Set exercise:
The data below is to be returned in full and exactly.

Records to use:

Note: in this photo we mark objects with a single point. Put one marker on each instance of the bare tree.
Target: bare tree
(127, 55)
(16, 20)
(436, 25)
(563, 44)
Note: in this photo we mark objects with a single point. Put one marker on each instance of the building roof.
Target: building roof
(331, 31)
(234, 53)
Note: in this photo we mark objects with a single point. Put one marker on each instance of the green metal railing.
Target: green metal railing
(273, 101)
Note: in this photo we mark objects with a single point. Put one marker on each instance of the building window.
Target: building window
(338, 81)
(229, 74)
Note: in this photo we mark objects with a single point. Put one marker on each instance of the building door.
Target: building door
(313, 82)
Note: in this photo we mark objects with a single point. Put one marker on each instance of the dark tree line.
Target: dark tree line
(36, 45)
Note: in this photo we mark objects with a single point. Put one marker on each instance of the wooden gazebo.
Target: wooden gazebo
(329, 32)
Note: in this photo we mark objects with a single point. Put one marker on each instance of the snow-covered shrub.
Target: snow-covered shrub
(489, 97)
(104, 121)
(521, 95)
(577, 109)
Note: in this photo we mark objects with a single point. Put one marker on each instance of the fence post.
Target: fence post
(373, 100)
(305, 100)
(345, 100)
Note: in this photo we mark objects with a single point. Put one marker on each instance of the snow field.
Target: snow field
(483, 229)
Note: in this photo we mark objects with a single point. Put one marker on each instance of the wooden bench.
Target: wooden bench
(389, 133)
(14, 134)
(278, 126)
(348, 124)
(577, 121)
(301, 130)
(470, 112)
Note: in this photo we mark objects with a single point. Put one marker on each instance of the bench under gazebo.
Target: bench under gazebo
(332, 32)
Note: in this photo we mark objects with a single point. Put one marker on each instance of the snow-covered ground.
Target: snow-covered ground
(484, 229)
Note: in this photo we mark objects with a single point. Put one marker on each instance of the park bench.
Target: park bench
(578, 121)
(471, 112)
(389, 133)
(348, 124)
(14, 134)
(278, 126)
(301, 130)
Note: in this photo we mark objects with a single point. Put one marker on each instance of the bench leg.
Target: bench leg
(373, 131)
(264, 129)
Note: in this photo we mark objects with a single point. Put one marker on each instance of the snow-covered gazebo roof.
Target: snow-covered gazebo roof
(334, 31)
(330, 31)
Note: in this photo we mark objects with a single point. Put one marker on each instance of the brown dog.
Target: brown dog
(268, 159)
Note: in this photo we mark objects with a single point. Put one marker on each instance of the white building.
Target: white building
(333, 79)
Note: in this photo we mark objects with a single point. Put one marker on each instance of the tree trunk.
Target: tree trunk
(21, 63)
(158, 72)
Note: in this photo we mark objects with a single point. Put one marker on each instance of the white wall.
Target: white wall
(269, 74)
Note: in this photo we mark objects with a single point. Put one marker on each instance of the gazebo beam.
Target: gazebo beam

Solution for this problem:
Note: in this photo we mark objects with a single point. Put one marker on each instance of the bare tree.
Target: bare tree
(127, 55)
(16, 20)
(436, 25)
(563, 44)
Note: in this photo we mark objects with a single point. Put one marker on each instance of the building roof.
Target: building roof
(331, 31)
(234, 53)
Note: in this photo we mark objects with a single point. Put one marker on each instance of the green metal railing.
Target: green metal railing
(273, 101)
Note: in this photo we mark objects with a single point. Put one marker on each instance of the building window.
Target: building window
(338, 81)
(229, 74)
Note: in this photo we mark objects with a single point. Put one marker on each instance of the building door.
Target: building door
(313, 82)
Note: in this photo we mark objects with a single point. Put one marker on each instance of the dark tree line.
Target: dark tree line
(36, 45)
Note: in this photo we mark objects with a single point. Put one marker on each instance of the wooden gazebo.
Target: wooden gazebo
(329, 32)
Note: in this photo we mark objects with a single point. Put one marker on each instance of the snow-covered shrub.
Target: snow-covered shrub
(489, 97)
(104, 121)
(521, 95)
(577, 109)
Note: in this photo we mark objects with a single point. Put one marker on each instance of the fence post.
Target: fence post
(373, 100)
(305, 100)
(345, 100)
Note: in this photo we mark objects with a single point. Put one marker on each instance of the snow field.
Target: snow field
(483, 229)
Note: in this photo we mark objects with a single point. Put one marker on each instance of the wooden bench.
Target: wooden bench
(389, 133)
(14, 134)
(278, 126)
(348, 124)
(577, 121)
(301, 130)
(470, 112)
Note: in this photo we mark objects with a single point. Put one marker on each instance of the bench under gazebo.
Target: bench under gazebo
(332, 32)
Note: in this photo we mark objects with a single point. Put one marker on each instance of the snow-covered ground.
Target: snow-covered ground
(484, 229)
Note: in this photo we mark objects with a single point. Put one marker on each instance of the park bench.
Target: park bench
(578, 121)
(471, 112)
(389, 133)
(348, 124)
(14, 134)
(278, 126)
(301, 130)
Note: in this photo we mark objects with a single point. Put one marker on each instance of the bench leg.
Target: bench leg
(373, 131)
(264, 129)
Note: in this photo we mark objects with a single point. Put one marker on each instance of the snow-covered gazebo roof.
Target: snow-covered gazebo roof
(334, 31)
(330, 31)
Note: in this photo we mark objects with a single point. Put one marker on each instance of the brown dog.
Target: brown dog
(268, 159)
Note: in this photo we mark objects with a single point. Put one marker on each instance of the white building.
Target: white building
(333, 79)
Note: in this photo we mark objects with a single point. Put one marker on each instance of the tree trunk.
Target: tree trunk
(21, 63)
(158, 72)
Note: in this photo we mark objects with a single point. Put one marker on each instance of the white wall.
Target: white wall
(269, 74)
Note: in this photo we mark objects with a single point. Put one marker on each instance of the gazebo beam.
Target: gazebo beam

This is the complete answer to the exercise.